**EXERCISE**
Below are some entries; can you quote all of them exactly?

**THE INPUT**
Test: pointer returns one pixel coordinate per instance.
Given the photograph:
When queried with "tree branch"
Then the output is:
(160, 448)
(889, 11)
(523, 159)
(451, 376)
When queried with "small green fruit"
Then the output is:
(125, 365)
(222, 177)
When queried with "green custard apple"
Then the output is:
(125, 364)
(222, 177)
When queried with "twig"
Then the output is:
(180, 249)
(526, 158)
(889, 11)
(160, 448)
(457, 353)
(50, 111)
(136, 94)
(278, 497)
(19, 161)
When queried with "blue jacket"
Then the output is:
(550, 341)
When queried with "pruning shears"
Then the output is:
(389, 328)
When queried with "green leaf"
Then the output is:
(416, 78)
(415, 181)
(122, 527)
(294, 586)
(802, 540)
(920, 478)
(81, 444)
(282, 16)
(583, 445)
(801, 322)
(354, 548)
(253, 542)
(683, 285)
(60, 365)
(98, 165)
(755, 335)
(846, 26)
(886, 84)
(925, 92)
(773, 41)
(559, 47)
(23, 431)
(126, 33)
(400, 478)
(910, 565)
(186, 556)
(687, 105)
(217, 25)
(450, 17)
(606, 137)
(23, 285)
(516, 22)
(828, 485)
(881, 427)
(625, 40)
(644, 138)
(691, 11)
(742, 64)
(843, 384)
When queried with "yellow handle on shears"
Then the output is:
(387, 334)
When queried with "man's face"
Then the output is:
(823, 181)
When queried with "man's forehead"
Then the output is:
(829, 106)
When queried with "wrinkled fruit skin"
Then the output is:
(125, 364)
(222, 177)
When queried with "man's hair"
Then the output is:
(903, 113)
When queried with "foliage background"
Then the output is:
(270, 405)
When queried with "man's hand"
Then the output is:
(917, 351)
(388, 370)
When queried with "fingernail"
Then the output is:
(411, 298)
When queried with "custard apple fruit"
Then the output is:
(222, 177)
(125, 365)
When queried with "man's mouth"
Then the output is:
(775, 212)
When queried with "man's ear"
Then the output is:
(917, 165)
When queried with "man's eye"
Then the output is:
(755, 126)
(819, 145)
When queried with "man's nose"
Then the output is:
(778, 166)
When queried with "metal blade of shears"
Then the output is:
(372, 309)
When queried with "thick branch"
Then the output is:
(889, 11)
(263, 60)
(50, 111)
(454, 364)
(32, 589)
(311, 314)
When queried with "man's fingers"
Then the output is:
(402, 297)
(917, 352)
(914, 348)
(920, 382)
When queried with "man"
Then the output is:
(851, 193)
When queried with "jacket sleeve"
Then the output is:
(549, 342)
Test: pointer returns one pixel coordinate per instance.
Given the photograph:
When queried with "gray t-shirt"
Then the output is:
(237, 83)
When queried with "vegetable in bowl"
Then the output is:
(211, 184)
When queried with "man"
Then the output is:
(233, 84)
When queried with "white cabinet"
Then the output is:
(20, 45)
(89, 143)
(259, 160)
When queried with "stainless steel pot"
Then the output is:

**OUTPUT OF THE EXERCISE**
Test: pointer returns one pixel coordinate per instance.
Given the photograph:
When queried with "tree branch"
Then the output is:
(160, 448)
(889, 11)
(523, 159)
(451, 376)
When queried with "small green fruit"
Then the output is:
(125, 365)
(222, 177)
When queried with "green custard apple"
Then the output is:
(125, 364)
(222, 177)
When queried with "twig"
Then the output is:
(180, 249)
(526, 158)
(889, 11)
(160, 448)
(457, 353)
(50, 111)
(136, 94)
(278, 497)
(19, 161)
When queried with "blue jacket"
Then the output is:
(550, 341)
When queried with "pruning shears"
Then the output is:
(389, 328)
When queried with "green leaf"
Then the output is:
(416, 78)
(415, 181)
(122, 527)
(294, 586)
(802, 540)
(920, 478)
(81, 444)
(282, 16)
(583, 445)
(801, 322)
(354, 548)
(253, 542)
(683, 285)
(60, 365)
(98, 165)
(755, 335)
(846, 26)
(886, 84)
(925, 92)
(773, 41)
(559, 47)
(23, 431)
(126, 33)
(400, 478)
(910, 565)
(186, 556)
(687, 105)
(217, 25)
(450, 17)
(606, 137)
(23, 285)
(516, 22)
(828, 485)
(881, 427)
(625, 40)
(644, 138)
(691, 11)
(742, 64)
(843, 384)
When queried with "yellow handle on shears"
Then the output is:
(387, 334)
When queried with "man's face"
Then the output is:
(823, 181)
When queried with "man's forehead"
Then the output is:
(829, 106)
When queried with "wrinkled fruit skin"
Then the output is:
(125, 364)
(222, 177)
When queried with "man's hair"
Then the output is:
(903, 113)
When queried with "foliage background"
Then the output is:
(270, 405)
When queried with "man's hand"
Then the output is:
(917, 351)
(388, 370)
When queried with "fingernail"
Then the output is:
(411, 298)
When queried with "custard apple fruit"
Then the output is:
(222, 177)
(125, 365)
When queried with "man's mouth"
Then the output is:
(775, 212)
When queried with "man's ear"
Then the output is:
(917, 165)
When queried with "man's eye"
Then the output is:
(755, 126)
(819, 145)
When queried with "man's nose"
Then the output is:
(778, 166)
When queried with "metal blade of shears"
Then the output is:
(372, 309)
When queried with "thick branch"
Then the output is:
(889, 11)
(263, 60)
(50, 111)
(454, 364)
(32, 589)
(311, 314)
When queried with "man's fingers"
Then the output is:
(402, 297)
(917, 352)
(914, 348)
(920, 382)
When queried with "man"
Then the output is:
(851, 193)
When queried with "jacket sleeve"
Then the output is:
(549, 342)
Test: pointer returns one pixel coordinate per instance.
Given the photograph:
When queried with "gray t-shirt"
Then the output is:
(237, 83)
When queried with "vegetable in bowl"
Then the output is:
(211, 184)
When queried with "man"
Then the output is:
(233, 84)
When queried with "white cabinet"
Then the output is:
(20, 45)
(89, 143)
(259, 160)
When queried with "stainless steel pot"
Then the output is:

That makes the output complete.